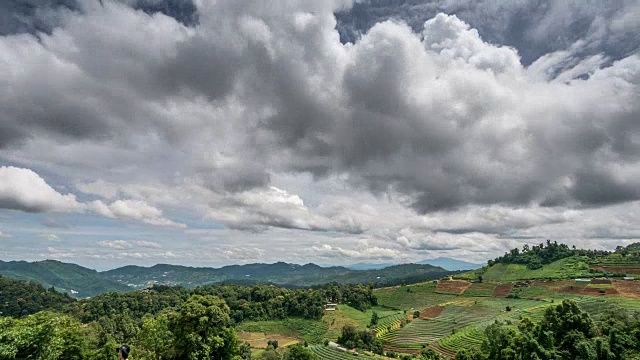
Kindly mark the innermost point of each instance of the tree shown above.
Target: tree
(298, 352)
(202, 331)
(374, 318)
(273, 343)
(43, 336)
(155, 337)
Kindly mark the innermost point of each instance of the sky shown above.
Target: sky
(208, 133)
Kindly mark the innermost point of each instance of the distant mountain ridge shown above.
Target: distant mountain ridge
(81, 282)
(74, 279)
(451, 264)
(277, 273)
(443, 262)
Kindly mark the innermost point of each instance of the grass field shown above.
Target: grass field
(480, 289)
(312, 331)
(456, 322)
(326, 353)
(414, 297)
(568, 268)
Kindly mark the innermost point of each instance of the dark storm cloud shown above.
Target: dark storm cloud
(34, 16)
(442, 117)
(535, 28)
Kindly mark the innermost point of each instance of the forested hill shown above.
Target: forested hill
(74, 279)
(279, 273)
(81, 282)
(553, 260)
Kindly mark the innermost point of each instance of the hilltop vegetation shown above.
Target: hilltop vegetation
(20, 298)
(502, 313)
(558, 261)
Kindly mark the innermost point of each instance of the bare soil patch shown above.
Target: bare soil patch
(431, 313)
(442, 351)
(628, 288)
(259, 340)
(595, 291)
(502, 290)
(601, 281)
(452, 286)
(618, 269)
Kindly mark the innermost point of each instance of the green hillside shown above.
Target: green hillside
(278, 273)
(568, 268)
(557, 261)
(73, 279)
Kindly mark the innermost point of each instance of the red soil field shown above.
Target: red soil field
(601, 281)
(452, 286)
(595, 291)
(502, 290)
(444, 352)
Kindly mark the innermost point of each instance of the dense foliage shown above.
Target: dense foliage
(200, 328)
(21, 298)
(159, 323)
(536, 256)
(565, 332)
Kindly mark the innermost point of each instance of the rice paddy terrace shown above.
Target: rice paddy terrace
(449, 323)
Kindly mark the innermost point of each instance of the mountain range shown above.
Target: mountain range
(445, 263)
(82, 282)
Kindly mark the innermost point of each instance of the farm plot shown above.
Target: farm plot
(630, 289)
(424, 332)
(480, 289)
(502, 290)
(456, 287)
(617, 269)
(326, 353)
(466, 338)
(259, 340)
(389, 323)
(431, 313)
(413, 297)
(312, 331)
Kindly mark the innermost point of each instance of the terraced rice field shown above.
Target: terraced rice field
(389, 323)
(259, 340)
(502, 290)
(326, 353)
(468, 337)
(431, 313)
(480, 289)
(420, 297)
(424, 332)
(456, 287)
(628, 288)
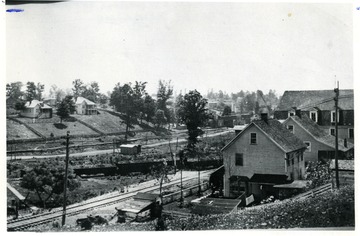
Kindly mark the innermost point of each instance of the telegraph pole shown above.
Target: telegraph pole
(336, 99)
(66, 177)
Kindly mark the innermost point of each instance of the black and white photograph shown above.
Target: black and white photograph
(173, 116)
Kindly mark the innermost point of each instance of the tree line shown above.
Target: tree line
(245, 101)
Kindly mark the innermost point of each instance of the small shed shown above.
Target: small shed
(346, 171)
(142, 207)
(289, 189)
(239, 128)
(210, 206)
(130, 149)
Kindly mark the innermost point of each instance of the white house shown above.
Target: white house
(36, 109)
(85, 107)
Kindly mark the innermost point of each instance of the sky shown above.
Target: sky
(204, 45)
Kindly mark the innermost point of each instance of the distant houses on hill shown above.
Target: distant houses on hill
(320, 107)
(84, 106)
(320, 144)
(36, 109)
(45, 109)
(264, 154)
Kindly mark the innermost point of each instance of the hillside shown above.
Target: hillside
(333, 209)
(105, 122)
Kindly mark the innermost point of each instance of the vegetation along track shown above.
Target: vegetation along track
(25, 222)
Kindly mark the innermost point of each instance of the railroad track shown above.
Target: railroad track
(26, 222)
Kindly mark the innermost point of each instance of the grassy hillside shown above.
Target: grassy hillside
(333, 209)
(75, 128)
(15, 130)
(104, 122)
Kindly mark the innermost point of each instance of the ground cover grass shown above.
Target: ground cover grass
(15, 130)
(105, 122)
(333, 209)
(75, 128)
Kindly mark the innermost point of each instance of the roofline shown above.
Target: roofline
(252, 123)
(311, 133)
(236, 137)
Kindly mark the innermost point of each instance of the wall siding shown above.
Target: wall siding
(315, 145)
(263, 158)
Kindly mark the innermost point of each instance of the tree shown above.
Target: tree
(194, 115)
(14, 90)
(103, 99)
(65, 107)
(56, 93)
(139, 97)
(178, 101)
(39, 91)
(47, 179)
(20, 106)
(165, 91)
(318, 173)
(90, 92)
(79, 88)
(149, 108)
(160, 118)
(227, 111)
(30, 91)
(125, 100)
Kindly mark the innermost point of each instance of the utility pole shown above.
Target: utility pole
(181, 157)
(66, 177)
(336, 99)
(199, 191)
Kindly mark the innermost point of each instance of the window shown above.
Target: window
(253, 138)
(239, 160)
(313, 115)
(308, 144)
(333, 116)
(290, 128)
(351, 133)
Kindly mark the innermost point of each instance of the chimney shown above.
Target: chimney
(264, 117)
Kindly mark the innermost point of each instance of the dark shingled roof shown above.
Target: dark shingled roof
(270, 179)
(320, 134)
(315, 98)
(277, 132)
(146, 196)
(282, 136)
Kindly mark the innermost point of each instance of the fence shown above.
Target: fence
(186, 192)
(314, 192)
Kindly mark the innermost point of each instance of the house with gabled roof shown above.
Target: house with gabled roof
(319, 106)
(84, 106)
(262, 155)
(36, 109)
(320, 144)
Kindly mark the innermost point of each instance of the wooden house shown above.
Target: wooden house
(320, 144)
(319, 105)
(36, 109)
(84, 106)
(262, 155)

◇ ◇ ◇

WHAT IS ASKED —
Format every line of the items above as a JSON list of strings, one string per line, with blank lines and pictures left out.

WRITTEN ANSWER —
[
  "Kindly mark the innermost point of each instance of the tree shown above.",
  "Target: tree",
  "(298, 352)",
  "(202, 331)",
  "(374, 318)",
  "(273, 343)",
  "(43, 336)",
  "(155, 337)",
  "Kindly mark the innermost point of each instance of the sky shown above.",
  "Target: sky",
  "(208, 133)",
  "Kindly mark the innermost point of each instance of the distant mountain ridge shown above.",
  "Target: distant mountain ridge",
  "(81, 282)",
  "(74, 279)",
  "(451, 264)",
  "(277, 273)",
  "(443, 262)",
  "Kindly mark the innermost point of each instance of the grass field shown above.",
  "Target: grass field",
  "(480, 289)",
  "(312, 331)",
  "(456, 322)",
  "(326, 353)",
  "(414, 297)",
  "(568, 268)",
  "Kindly mark the innermost point of each instance of the dark storm cloud shown above.",
  "Target: dark storm cloud",
  "(34, 16)",
  "(442, 117)",
  "(535, 28)",
  "Kindly mark the innermost point of each instance of the forested hill shown above.",
  "Target: forested hill",
  "(74, 279)",
  "(279, 273)",
  "(81, 282)",
  "(553, 260)",
  "Kindly mark the innermost point of each instance of the hilltop vegetation shown above.",
  "Target: hilltop vegetation",
  "(20, 298)",
  "(502, 313)",
  "(558, 261)",
  "Kindly mark the innermost point of each instance of the bare soil patch shown above.",
  "Target: bare soil patch",
  "(431, 313)",
  "(442, 351)",
  "(628, 288)",
  "(259, 340)",
  "(595, 291)",
  "(502, 290)",
  "(601, 281)",
  "(452, 286)",
  "(618, 269)",
  "Kindly mark the innermost point of each instance of the green hillside shown above.",
  "Target: green hillside",
  "(278, 273)",
  "(568, 268)",
  "(557, 261)",
  "(73, 279)",
  "Kindly mark the innermost point of each instance of the red soil field shown above.",
  "Target: red soil field",
  "(601, 281)",
  "(452, 286)",
  "(595, 291)",
  "(502, 290)",
  "(444, 352)",
  "Kindly mark the innermost point of each instance of the dense foliage shown above.",
  "Target: dense foliage",
  "(200, 328)",
  "(21, 298)",
  "(159, 323)",
  "(536, 256)",
  "(565, 332)",
  "Kindly mark the innermost point of each instance of the rice paddy terrace shown above.",
  "Target: rice paddy terrace",
  "(449, 323)",
  "Kindly mark the innermost point of each instance of the mountain range shown above.",
  "Target: mountain range",
  "(445, 263)",
  "(82, 282)",
  "Kindly mark the innermost point of each instance of the farm plot shown above.",
  "Target: farm plot",
  "(630, 289)",
  "(424, 332)",
  "(480, 289)",
  "(502, 290)",
  "(456, 287)",
  "(617, 269)",
  "(326, 353)",
  "(466, 338)",
  "(259, 340)",
  "(389, 323)",
  "(431, 313)",
  "(413, 297)",
  "(312, 331)",
  "Kindly mark the innermost point of each instance of the terraced rice field shown above.",
  "Target: terraced rice field",
  "(389, 323)",
  "(259, 340)",
  "(502, 290)",
  "(326, 353)",
  "(468, 337)",
  "(431, 313)",
  "(480, 289)",
  "(420, 297)",
  "(424, 332)",
  "(456, 287)",
  "(628, 288)",
  "Kindly mark the innermost point of each instance of the telegraph pole shown above.",
  "Target: telegraph pole",
  "(336, 99)",
  "(66, 177)",
  "Kindly mark the innermost point of each instance of the black and white photograph shown above.",
  "Target: black and white photograph",
  "(173, 116)",
  "Kindly mark the innermost point of each instance of the tree line shown above.",
  "Target: tree line",
  "(245, 101)",
  "Kindly mark the innermost point of each instance of the small shed shown above.",
  "Target: small shed",
  "(346, 171)",
  "(142, 207)",
  "(289, 189)",
  "(239, 128)",
  "(210, 206)",
  "(130, 149)",
  "Kindly mark the innermost point of each instance of the white house shown above.",
  "Target: white house",
  "(36, 109)",
  "(85, 107)",
  "Kindly mark the innermost point of each instance of the sky shown above.",
  "Target: sky",
  "(204, 45)",
  "Kindly mark the innermost point of each instance of the distant houses on hill shown above.",
  "Target: distant houses on hill",
  "(320, 107)",
  "(84, 106)",
  "(320, 144)",
  "(36, 109)",
  "(45, 109)",
  "(264, 154)",
  "Kindly mark the innermost point of each instance of the hillside shown above.",
  "Target: hillside",
  "(333, 209)",
  "(105, 122)",
  "Kindly mark the innermost point of each instance of the vegetation along track shown above.",
  "Target: vegetation along track",
  "(25, 222)",
  "Kindly mark the innermost point of each instance of the railroad track shown above.",
  "Target: railroad track",
  "(26, 222)",
  "Kindly mark the innermost point of each instance of the grassy hillside shown above.",
  "Target: grassy hillside",
  "(333, 209)",
  "(75, 128)",
  "(15, 130)",
  "(104, 122)",
  "Kindly mark the innermost point of each instance of the ground cover grass shown above.",
  "Target: ground cover grass",
  "(15, 130)",
  "(105, 122)",
  "(333, 209)",
  "(75, 128)",
  "Kindly mark the innermost point of each instance of the roofline shown above.",
  "Target: roofline",
  "(252, 123)",
  "(311, 133)",
  "(236, 137)",
  "Kindly mark the innermost point of each instance of the wall siding shown above.",
  "Target: wall siding",
  "(315, 145)",
  "(263, 158)",
  "Kindly mark the innermost point of each instance of the tree shown above.",
  "Target: tree",
  "(194, 115)",
  "(14, 90)",
  "(103, 99)",
  "(65, 107)",
  "(56, 93)",
  "(139, 97)",
  "(178, 101)",
  "(39, 91)",
  "(47, 179)",
  "(20, 106)",
  "(165, 91)",
  "(318, 173)",
  "(90, 92)",
  "(79, 88)",
  "(149, 108)",
  "(160, 118)",
  "(227, 111)",
  "(30, 91)",
  "(125, 100)",
  "Kindly mark the innermost point of each instance of the utility pole shown above.",
  "Target: utility pole",
  "(181, 157)",
  "(66, 177)",
  "(336, 99)",
  "(199, 191)",
  "Kindly mark the innermost point of each instance of the window shown above.",
  "Target: window",
  "(253, 138)",
  "(239, 160)",
  "(313, 115)",
  "(308, 144)",
  "(333, 116)",
  "(290, 128)",
  "(351, 133)",
  "Kindly mark the innermost point of each instance of the chimney shown above.",
  "Target: chimney",
  "(264, 117)",
  "Kindly mark the innermost point of each instance of the dark shingled roof shown above.",
  "Target: dark shingled roof",
  "(270, 179)",
  "(320, 134)",
  "(315, 98)",
  "(277, 132)",
  "(146, 196)",
  "(282, 136)",
  "Kindly mark the innermost point of each instance of the fence shown above.",
  "Target: fence",
  "(186, 192)",
  "(314, 192)",
  "Kindly mark the innermost point of each instance of the house with gabled roof shown above.",
  "Target: house with gabled roof",
  "(319, 106)",
  "(84, 106)",
  "(262, 155)",
  "(36, 109)",
  "(320, 144)",
  "Kindly mark the innermost point of each instance of the wooden house shown above.",
  "Target: wooden house",
  "(320, 144)",
  "(319, 105)",
  "(36, 109)",
  "(84, 106)",
  "(262, 155)"
]